-------- Passage given --------

Increasingly, I find it uncomfortable in describing myself, or being described, as a conservative, though my most central concern is to conserve what is viable to my own journeying as homo viator. This because terms have so easily become shibboleths used for power that they obscure valid content. As Eric Voegelin observed, our signs are largely opaque, to which I add that they thus serve as self-reflectors rather than as openings upon truth. And so I find myself attempting definition and redefinition, lest I distort truth and be misunderstood by the wary. Hence I am cautious toward epithets like conservative, now popular as a pejorative term in our current ideological wars. Thus epithet by adversarial intent is turned epitaph to prevent careful reflection. I would conserve the valid. But then I encounter a cognate term, conservation, which as flag to current thematic programs appears most various and unacceptable in significance—in its signifying meaning. As an ambiguous term, it appears sprung from a liberal mentality (in a pejorative popular sense), rather than a conservative one. It grows in authority, at least since William of Occam, in proportion as it becomes established doctrine eschewing conservation as properly our governing, through responsibility as persons, the holiness of things—a responsibility charged to us as stewards of being.

The holiness of things: These are things encountered by homo viator, and existing as holy because they are the existing consequences of a sustaining action of transcendent Love—however that relation between a causing Love and the thing caused may be riddled and “intermed” by scientist, philosopher, poet. The British poet David Jones, in a great but neglected poem, Anathemata, remarks in his “Preface” that “while Prudentia is exercised about our intentions, Ars is concerned with the shape of a finished article,” the made thing, whose purpose in the making is tribute to, rescue of, whatever things are “cursed,” the “profane things that somehow are redeemed” in part through our sacramental devotions as stewards. He speaks movingly and at length here of the “holiness of things,” which I invoke as governing each person’s responsibilities to stewardship—each according to his gifts as person.

-------- Dataset rows --------

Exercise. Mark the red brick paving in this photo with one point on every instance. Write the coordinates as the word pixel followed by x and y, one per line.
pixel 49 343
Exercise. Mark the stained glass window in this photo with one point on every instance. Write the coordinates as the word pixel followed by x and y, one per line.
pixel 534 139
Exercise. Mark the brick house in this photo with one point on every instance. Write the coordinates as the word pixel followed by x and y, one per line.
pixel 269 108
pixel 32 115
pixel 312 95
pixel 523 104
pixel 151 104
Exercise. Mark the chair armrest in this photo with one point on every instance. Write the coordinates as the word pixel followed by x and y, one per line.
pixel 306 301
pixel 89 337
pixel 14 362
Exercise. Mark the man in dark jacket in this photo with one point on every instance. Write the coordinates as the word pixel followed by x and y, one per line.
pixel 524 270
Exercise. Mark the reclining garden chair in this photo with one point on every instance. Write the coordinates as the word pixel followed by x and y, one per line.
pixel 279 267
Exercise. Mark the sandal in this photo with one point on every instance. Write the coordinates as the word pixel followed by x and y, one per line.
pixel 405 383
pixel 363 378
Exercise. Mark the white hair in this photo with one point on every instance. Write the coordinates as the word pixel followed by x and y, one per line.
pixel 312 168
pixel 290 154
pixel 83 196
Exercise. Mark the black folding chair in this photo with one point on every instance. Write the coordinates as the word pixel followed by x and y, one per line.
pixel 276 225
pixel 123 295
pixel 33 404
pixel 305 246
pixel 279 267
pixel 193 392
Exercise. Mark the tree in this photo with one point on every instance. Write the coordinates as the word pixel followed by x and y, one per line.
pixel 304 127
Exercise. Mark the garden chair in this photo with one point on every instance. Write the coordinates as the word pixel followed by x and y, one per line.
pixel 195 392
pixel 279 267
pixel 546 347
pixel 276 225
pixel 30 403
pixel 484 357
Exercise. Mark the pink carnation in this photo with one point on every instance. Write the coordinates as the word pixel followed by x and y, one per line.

--------

Problem A.
Answer these questions from the passage on conservatism and conservation, one line each, marking each answer to match its question:
(i) Whose observation that our signs are largely opaque does the writer cite?
(ii) Since whom, at least, has the term conservation grown in authority?
(iii) What is the title of the David Jones poem that the writer calls great but neglected?
Problem B.
Shorten the paragraph of the passage on conservatism and conservation that opens "The holiness of things: These are things encountered," and keep its main facts.
Problem C.
Proceed with the passage on conservatism and conservation, picking up after its final sentence.

Exercise answer A.
(i) Eric Voegelin
(ii) William of Occam
(iii) Anathemata

Exercise answer B.
Things encountered by homo viator are holy because they are the existing consequences of a sustaining action of transcendent Love, however scientist, philosopher or poet may describe that relation. In the "Preface" to his great but neglected poem Anathemata, the British poet David Jones remarks that "while Prudentia is exercised about our intentions, Ars is concerned with the shape of a finished article." The purpose of making such a thing is tribute to and rescue of things that are "cursed," the "profane things that somehow are redeemed," partly through our sacramental devotions as stewards. The writer invokes Jones's "holiness of things" as governing each person's responsibility to stewardship, according to that person's gifts.

Exercise answer C.
Certainly, person proves a term emptied of its traditional content through promotion of the term individual. In that older understanding, person is an intellectual soul incarnate, understood as dependent upon causes other than himself. But with the gradual glorification of the person through individualism, with a growing virtue of autonomy through individuality, the sense of a givenness of personhood becomes obscured. We come to value most, as Emerson would have it, the “self-made man.” And so out of autonomous sovereignty of individuals, promoted by conglomerates of persons, there developed a concomitant but contrary doctrine: the autonomous sovereignty of the individual as a god beyond being itself. The two doctrines are currently embattled in contentions between individual rights and a collectivistic common good. It is contention to the continuing detriment of the holiness of things made—created—but most especially including the person.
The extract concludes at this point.